REQUIRED WORK:
1. In the flight path text, what can cause less of the HSI to be visible?
2. Pick up the flight path text after its final sentence and keep going in the same technical voice.

Flight Path is displayed, with Flight Path Acceleration now positioned

relative to Flight Path. This is particularly helpful in determining a positive
climb gradient and in optimizing climb performance. With appropriate
power set and the selected airspeed achieved, placing the Flight Path
Symbol to null the Flight Path Acceleration will maintain airspeed.
Alternately, the Flight Director commands can be followed. With the Flight
Director TO/GA mode engaged, either the Guidance Cue or the TO/GA
Target Pitch Line can be used to capture the Flight Director Command.
Radio Altitude and the HSI are also displayed at rotation. The amount of
HSI visible may be reduced due to display compression (non-conformal
display) as a result of the increased pitch attitude.

ENTRIES SHOWN:
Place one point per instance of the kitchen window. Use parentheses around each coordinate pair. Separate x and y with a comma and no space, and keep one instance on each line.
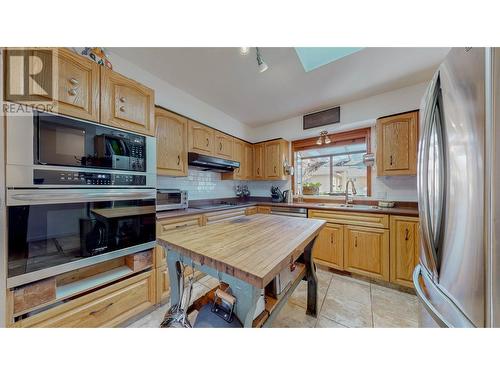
(324,170)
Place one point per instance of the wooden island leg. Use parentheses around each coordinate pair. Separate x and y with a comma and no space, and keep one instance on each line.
(312,280)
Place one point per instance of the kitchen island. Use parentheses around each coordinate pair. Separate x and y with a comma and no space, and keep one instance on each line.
(247,253)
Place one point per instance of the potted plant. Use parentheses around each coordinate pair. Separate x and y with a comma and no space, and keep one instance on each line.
(311,188)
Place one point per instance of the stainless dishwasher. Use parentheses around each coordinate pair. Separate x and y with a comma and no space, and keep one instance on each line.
(289,211)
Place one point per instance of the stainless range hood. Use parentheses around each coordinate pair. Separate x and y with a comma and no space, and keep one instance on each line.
(211,163)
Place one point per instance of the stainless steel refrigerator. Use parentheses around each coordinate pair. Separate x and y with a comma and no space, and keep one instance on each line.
(458,278)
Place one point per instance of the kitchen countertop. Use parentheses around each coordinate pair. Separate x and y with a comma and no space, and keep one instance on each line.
(406,211)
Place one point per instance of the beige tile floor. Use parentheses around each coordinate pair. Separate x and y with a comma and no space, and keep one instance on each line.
(344,302)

EXERCISE ANSWERS:
1. Display compression (non-conformal display) resulting from the increased pitch attitude.

2.
In Figure 6-3 the aircraft pitch attitude is approximately 17 degrees and the
climb angle is approximately 9 degrees. Flight Path is just below the
Guidance Cue, likewise, the Aircraft Reference Symbol is just below the
TO/GA Target Pitch Line, indicating that the pilot needs to pitch up slightly
to capture the Flight Director engaged in the TO/GA mode. Because of the
pitch attitude, the HSI is pushed down partially. Radio Altitude is 150 feet
while climbing out at 2650 FPM on the runway heading of 280 degrees.
The current Baro Altitude is 180 feet with a target altitude of 6000 feet and
the Altitude Trend Vector indicating a little over 400 feet in 6 seconds. The
target airspeed is 154 knots, which is one knot below the current airspeed.
The aircraft's acceleration is zero, indicated by the position of the Flight
Path Acceleration (caret). The wind, as determined by the Inertial
Reference Unit (IRU), is straight on the nose at eight knots giving an
indicated ground speed of 147 knots.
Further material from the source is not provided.